- [Passage shown]
▼▼▼

There is no obligation to represent anything but the story being told.

(Anonymous) 2015-09-05 08:49 pm (UTC)(link)
Pretty much this.

Look, I agree there's way too little representation due to white creators assuming history was only white people until the 1970s, but sometimes a story is a story.

(Anonymous) 2015-09-05 09:41 pm (UTC)(link)
Bullshit, anon. No story, no narrative, no aesthetic work exists in a vacuum. All of them exist in a specific social context. As rational people we can look at and analyze those connections, both in terms of their production - how and by whom and in what circumstances they're made - and in terms of their content and the mode of their representation of reality. Now that is not something that we need to take in a doctrinaire way. I agree that there's no obligation to represent anything in particular. But that doesn't mean we have to take it as being totally divorced from the world either.

In this case, we have something that is depicting one fairly specific historical situation, and it's depicting it in a specific, and historically inaccurate, way. It is by no means out of bounds to point that out. I don't see why we can't ask why Taylor Swift chose to set the story in that specific setting, especially since it has no relevance to the story being told, and why having chosen that setting she chose to depict it in a way that did not come even close to reflecting any historical accuracy. Presumably she wanted to play with a specific aesthetic. But to me, decoupling that aesthetic and the actual real situation from which it emerged is false. It's the worst kind of nostalgia, it's fallow and it's empty and hollow. Even judged solely on aesthetic terms, it's weaker because of that choice. And I don't see why that opinion should be out of bounds.

(Anonymous) 2015-09-05 09:50 pm (UTC)(link)
You make it sound like Swift had 100% control over the production of this music video. Even if she came up with the basic idea, i doubt even Swift has/had enough sway to change things people are critising.

(Anonymous) 2015-09-05 10:17 pm (UTC)(link)

▲▲▲

- [Data extract]
▼▼▼

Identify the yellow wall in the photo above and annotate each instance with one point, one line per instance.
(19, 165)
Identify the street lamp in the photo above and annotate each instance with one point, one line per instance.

▲▲▲

Copy the comment thread from "You make it" to "10:17 pm (UTC)(link)", swapping "music video" for "short film". Rely only on the comment thread and not on the data.

- [Correct answer]
You make it sound like Swift had 100% control over the production of this short film. Even if she came up with the basic idea, i doubt even Swift has/had enough sway to change things people are critising.

(Anonymous) 2015-09-05 10:17 pm (UTC)(link)